__TASK DESCRIPTION__:
Substitute "Locate" for every occurrence of "Extract" in the listing below, and reproduce the listing otherwise unchanged.

__SUPPLIED RECORDS__:

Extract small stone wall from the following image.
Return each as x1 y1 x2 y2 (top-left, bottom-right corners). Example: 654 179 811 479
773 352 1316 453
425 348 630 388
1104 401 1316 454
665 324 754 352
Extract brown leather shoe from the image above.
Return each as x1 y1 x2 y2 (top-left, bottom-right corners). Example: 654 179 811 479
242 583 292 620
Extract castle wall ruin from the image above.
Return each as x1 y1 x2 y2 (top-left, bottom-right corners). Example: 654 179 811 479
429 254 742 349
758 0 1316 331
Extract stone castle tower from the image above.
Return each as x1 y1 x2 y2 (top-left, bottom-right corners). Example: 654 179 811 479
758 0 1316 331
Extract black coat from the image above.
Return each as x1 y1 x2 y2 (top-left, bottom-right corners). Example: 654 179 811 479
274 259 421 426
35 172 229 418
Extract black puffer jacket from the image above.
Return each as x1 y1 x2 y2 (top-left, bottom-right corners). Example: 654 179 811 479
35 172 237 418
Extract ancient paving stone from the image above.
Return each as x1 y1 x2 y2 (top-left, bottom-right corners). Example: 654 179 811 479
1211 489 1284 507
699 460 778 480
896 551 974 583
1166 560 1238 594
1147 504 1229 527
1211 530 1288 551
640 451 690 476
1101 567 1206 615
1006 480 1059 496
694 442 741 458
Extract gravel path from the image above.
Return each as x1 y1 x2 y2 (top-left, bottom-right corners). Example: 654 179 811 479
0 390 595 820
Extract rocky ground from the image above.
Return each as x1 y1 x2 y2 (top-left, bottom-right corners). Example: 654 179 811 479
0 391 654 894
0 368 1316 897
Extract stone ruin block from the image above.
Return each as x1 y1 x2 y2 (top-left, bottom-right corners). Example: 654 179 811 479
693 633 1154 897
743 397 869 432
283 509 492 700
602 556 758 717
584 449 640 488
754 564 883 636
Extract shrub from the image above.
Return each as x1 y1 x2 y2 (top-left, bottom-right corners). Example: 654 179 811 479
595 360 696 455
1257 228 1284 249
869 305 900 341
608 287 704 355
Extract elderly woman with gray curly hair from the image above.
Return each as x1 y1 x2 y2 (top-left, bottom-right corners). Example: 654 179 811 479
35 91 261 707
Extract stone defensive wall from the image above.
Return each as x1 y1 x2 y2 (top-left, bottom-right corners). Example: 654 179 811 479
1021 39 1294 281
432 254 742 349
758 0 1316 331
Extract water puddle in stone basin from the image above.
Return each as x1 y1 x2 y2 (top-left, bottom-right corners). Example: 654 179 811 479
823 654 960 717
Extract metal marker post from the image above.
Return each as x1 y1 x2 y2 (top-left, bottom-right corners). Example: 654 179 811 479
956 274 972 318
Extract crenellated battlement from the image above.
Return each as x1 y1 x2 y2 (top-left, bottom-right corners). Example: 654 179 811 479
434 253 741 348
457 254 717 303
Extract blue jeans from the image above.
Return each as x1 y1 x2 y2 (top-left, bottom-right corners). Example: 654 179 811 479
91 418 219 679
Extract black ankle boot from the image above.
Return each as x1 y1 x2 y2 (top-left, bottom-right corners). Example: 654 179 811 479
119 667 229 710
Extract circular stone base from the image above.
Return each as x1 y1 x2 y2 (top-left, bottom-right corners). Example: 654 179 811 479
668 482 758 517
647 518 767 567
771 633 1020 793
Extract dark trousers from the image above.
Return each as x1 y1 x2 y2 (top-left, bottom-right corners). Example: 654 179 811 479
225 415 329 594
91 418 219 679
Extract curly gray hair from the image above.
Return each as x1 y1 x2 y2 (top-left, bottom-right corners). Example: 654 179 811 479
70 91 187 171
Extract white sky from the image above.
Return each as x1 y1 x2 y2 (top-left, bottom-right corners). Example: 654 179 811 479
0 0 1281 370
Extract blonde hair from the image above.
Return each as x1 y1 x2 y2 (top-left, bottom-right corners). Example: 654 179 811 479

__RESPONSE TO THIS TASK__:
Locate small stone wall from the following image.
Return each as x1 y1 x2 y2 (top-left, bottom-right corners). Example: 654 179 811 479
773 352 1316 453
425 348 630 388
1104 401 1316 454
665 324 754 352
Locate brown leather shoe from the image above.
Return each as x1 y1 x2 y2 (top-left, bottom-right corners). Example: 654 179 811 479
242 583 292 620
Locate castle wall ruin from the image above.
Return each as x1 y1 x2 y2 (top-left, bottom-right corners). Example: 654 179 811 479
429 254 742 349
758 0 1316 331
Locate stone castle tower from the image above.
Return each as x1 y1 x2 y2 (top-left, bottom-right corners). Example: 654 179 811 479
758 0 1316 331
Locate black coat from the image above.
Return each as x1 y1 x2 y2 (top-left, bottom-right corners). Example: 654 179 811 479
274 259 421 426
35 172 229 418
Locate black puffer jacket from the image above.
Return each as x1 y1 x2 y2 (top-left, bottom-right corners). Example: 654 179 811 479
35 172 237 418
Locate ancient paving stone from the image above.
Return each as x1 y1 x2 y2 (top-left, bottom-right corners). Example: 654 179 811 479
1211 489 1284 507
699 460 778 480
896 551 974 583
1166 560 1238 594
1147 504 1229 527
1211 530 1288 551
640 451 690 476
1101 567 1206 615
1006 480 1059 496
694 442 741 458
Locate gravel path from the image above.
Return each as x1 y1 x2 y2 (top-left, bottom-right corners). Example: 654 179 811 479
0 390 595 820
Locate rocky ground from the image above.
Return each as x1 y1 x2 y2 (top-left, bottom-right corners). Example: 654 179 811 479
0 391 654 894
0 368 1316 897
Locate stone ruin block from the image above.
Return each as x1 y1 x2 y2 (top-left, bottom-right corners). Example: 654 179 811 479
693 633 1154 897
743 397 869 432
283 509 492 700
602 556 758 717
584 449 640 488
754 564 883 636
Locate shrub from the image above.
Return each as x1 y1 x2 y2 (top-left, bottom-right corners). Example: 654 179 811 479
595 360 696 455
1257 228 1284 249
869 305 900 341
608 287 704 355
Locate elderly woman with gray curly hair from the image above.
Return each as x1 y1 x2 y2 (top-left, bottom-right corners). Example: 654 179 811 479
35 91 261 707
Locate stone defensive wall from the image above.
Return each as x1 y1 x2 y2 (top-left, bottom-right corners). Example: 654 179 811 479
1021 39 1294 281
432 254 742 349
758 0 1316 331
Locate water puddle in stone basin from the image above.
Return each as x1 y1 x2 y2 (top-left, bottom-right corners). Example: 654 179 811 479
823 654 960 717
Locate metal marker post from the image above.
Return each as x1 y1 x2 y2 (top-left, bottom-right corners). Example: 654 179 811 479
956 274 972 318
Locate crenellated battlement from the image above.
Return each as x1 y1 x2 y2 (top-left, bottom-right corners). Example: 654 179 811 479
434 253 741 348
457 254 717 303
Locate blue jeans from the image above.
Return each as x1 y1 x2 y2 (top-left, bottom-right corners). Example: 654 179 811 479
91 418 219 679
Locate black ankle boot from the image above.
Return each as x1 y1 x2 y2 (top-left, bottom-right corners). Example: 654 179 811 479
119 667 229 710
Locate circular stone base from the image above.
Return each as x1 y1 x2 y2 (top-left, bottom-right corners). Example: 654 179 811 479
668 482 758 517
647 518 767 567
771 633 1020 793
Locate dark trousers from the image above.
Return each as x1 y1 x2 y2 (top-left, bottom-right corners). Example: 654 179 811 479
225 415 329 594
91 418 219 679
Locate curly gray hair from the image above.
Return each as x1 y1 x2 y2 (top-left, bottom-right corners). Example: 654 179 811 479
70 91 187 171
Locate white sky from the image above.
Return each as x1 y1 x2 y2 (top-left, bottom-right corners). Example: 654 179 811 479
0 0 1281 370
Locate blonde hair from the image above.
Return each as x1 y1 x2 y2 (top-left, bottom-right corners). Example: 654 179 811 479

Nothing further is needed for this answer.